▸ To be done
Extract all of the entries and give them again, word for word.
## begin Dataset rows
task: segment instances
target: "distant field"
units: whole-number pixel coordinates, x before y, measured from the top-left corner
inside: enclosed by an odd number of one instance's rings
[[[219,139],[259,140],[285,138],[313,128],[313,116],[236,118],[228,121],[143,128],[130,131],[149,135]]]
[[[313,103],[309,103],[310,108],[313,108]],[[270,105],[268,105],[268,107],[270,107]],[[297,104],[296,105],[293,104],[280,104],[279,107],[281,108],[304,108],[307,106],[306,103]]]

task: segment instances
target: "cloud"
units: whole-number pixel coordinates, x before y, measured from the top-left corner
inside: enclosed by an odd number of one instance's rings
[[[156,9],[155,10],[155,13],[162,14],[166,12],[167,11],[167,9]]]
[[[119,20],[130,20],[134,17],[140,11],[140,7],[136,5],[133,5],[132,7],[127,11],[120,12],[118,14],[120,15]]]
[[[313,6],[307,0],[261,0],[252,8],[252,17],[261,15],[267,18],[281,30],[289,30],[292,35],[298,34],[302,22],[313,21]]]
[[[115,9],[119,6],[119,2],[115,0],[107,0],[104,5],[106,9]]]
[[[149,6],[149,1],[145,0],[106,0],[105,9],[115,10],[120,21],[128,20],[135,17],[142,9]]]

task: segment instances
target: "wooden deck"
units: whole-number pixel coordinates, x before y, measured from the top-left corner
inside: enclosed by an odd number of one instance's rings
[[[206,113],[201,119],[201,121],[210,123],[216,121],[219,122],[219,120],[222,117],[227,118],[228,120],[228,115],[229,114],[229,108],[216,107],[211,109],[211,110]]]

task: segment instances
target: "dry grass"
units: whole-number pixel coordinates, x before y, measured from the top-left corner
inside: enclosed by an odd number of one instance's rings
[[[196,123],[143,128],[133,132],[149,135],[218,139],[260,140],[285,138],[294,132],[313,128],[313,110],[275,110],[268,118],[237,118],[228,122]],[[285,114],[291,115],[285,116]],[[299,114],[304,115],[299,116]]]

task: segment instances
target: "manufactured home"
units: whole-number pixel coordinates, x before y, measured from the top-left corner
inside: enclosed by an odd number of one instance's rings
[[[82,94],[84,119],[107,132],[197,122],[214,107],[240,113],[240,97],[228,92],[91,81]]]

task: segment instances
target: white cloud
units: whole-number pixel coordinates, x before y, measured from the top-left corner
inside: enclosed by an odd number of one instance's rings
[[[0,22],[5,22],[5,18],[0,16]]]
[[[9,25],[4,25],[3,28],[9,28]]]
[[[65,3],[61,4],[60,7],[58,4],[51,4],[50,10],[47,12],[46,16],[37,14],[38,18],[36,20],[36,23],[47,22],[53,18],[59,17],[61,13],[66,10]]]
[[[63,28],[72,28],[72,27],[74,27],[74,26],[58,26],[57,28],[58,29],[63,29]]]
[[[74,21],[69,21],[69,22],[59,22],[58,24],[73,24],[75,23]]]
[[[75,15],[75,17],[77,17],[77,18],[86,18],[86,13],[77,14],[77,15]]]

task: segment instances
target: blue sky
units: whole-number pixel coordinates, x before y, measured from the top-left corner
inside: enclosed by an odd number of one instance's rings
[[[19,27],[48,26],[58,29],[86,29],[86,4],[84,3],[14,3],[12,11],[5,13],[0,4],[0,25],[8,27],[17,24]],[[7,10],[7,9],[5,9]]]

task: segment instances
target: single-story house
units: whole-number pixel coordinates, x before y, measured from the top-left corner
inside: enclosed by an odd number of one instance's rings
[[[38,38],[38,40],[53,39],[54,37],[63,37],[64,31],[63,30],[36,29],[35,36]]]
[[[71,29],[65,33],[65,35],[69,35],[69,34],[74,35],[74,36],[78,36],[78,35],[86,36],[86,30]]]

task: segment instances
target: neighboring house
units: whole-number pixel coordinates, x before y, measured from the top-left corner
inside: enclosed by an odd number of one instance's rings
## end Dataset rows
▸ Correct result
task: segment instances
target: "distant field"
units: whole-number pixel coordinates, x before y, measured from the top-left corner
inside: enclosed by an odd number of one instance's rings
[[[219,139],[259,140],[285,138],[313,128],[313,116],[236,118],[228,121],[143,128],[130,131],[149,135]]]
[[[313,103],[309,103],[310,108],[313,108]],[[270,105],[268,105],[268,107],[270,107]],[[297,104],[296,105],[293,104],[280,104],[279,107],[281,108],[304,108],[307,106],[306,103]]]

task: segment instances
target: "cloud"
units: whole-number pixel coordinates, x before y, measured from the top-left corner
inside: enclosed by an odd number of one instance's rings
[[[156,9],[155,10],[155,13],[162,14],[166,12],[167,11],[167,9]]]
[[[119,20],[130,20],[134,17],[140,11],[140,7],[136,5],[133,5],[132,7],[127,11],[120,12],[118,14],[120,15]]]
[[[313,6],[307,0],[261,0],[252,8],[252,17],[261,15],[267,18],[281,30],[289,30],[292,35],[298,34],[302,22],[313,21]]]
[[[115,9],[119,6],[119,2],[115,0],[107,0],[104,5],[106,9]]]
[[[149,6],[149,1],[145,0],[106,0],[105,9],[115,10],[120,21],[128,20],[135,17],[142,9]]]

task: segment instances
target: "wooden deck"
units: whole-number pixel coordinates, x before y, measured from the top-left corner
inside: enclosed by an odd number of one instance's rings
[[[206,113],[201,119],[201,121],[210,123],[216,121],[219,122],[219,120],[222,117],[227,118],[228,120],[228,115],[229,114],[229,108],[216,107],[211,109],[211,110]]]

task: segment instances
target: "dry grass"
units: whole-number pixel coordinates, x before y, measured from the top-left corner
inside: enclosed by an odd number of one instance's rings
[[[196,123],[143,128],[133,132],[149,135],[218,139],[260,140],[285,138],[294,132],[313,128],[313,110],[275,110],[268,118],[237,118],[228,122]],[[285,114],[291,115],[285,116]],[[299,114],[304,115],[299,116]]]

task: segment instances
target: "manufactured home"
units: whole-number pixel coordinates, x before y, measured from the top-left corner
inside: enclosed by an odd number of one instance's rings
[[[82,94],[84,119],[107,132],[197,122],[214,107],[240,113],[240,97],[228,92],[91,81]]]

task: segment instances
target: white cloud
units: whole-number pixel coordinates, x before y, measured from the top-left corner
inside: enclosed by an odd number of one instance's rings
[[[0,22],[5,22],[5,18],[0,16]]]
[[[9,25],[4,25],[3,28],[9,28]]]
[[[65,3],[61,4],[60,7],[58,4],[51,4],[50,10],[47,12],[46,16],[37,14],[38,18],[36,20],[36,23],[47,22],[53,18],[59,17],[61,13],[66,10]]]
[[[63,28],[72,28],[72,27],[74,27],[74,26],[58,26],[57,28],[58,29],[63,29]]]
[[[74,21],[69,21],[69,22],[59,22],[58,24],[73,24],[75,23]]]
[[[75,15],[75,17],[77,17],[77,18],[86,18],[86,13],[77,14],[77,15]]]

task: segment instances
target: blue sky
units: whole-number pixel coordinates, x before y, measured from the top-left corner
inside: enclosed by an odd number of one instance's rings
[[[19,27],[48,26],[58,29],[86,29],[86,4],[84,3],[14,3],[12,11],[5,13],[0,4],[0,25],[8,27],[17,24]],[[7,10],[7,9],[5,9]]]

task: segment instances
target: single-story house
units: whole-number pixel coordinates, x before y, measured from the top-left corner
inside: enclosed by an odd number of one instance's rings
[[[38,38],[38,40],[53,39],[54,37],[63,37],[64,31],[63,30],[36,29],[35,36]]]
[[[71,29],[65,33],[65,35],[69,35],[69,34],[74,35],[74,36],[78,36],[78,35],[86,36],[86,30]]]

task: segment instances
target: neighboring house
units: whole-number pixel coordinates, x before y, measured from the top-left corner
inside: enclosed by an odd number of one instance's rings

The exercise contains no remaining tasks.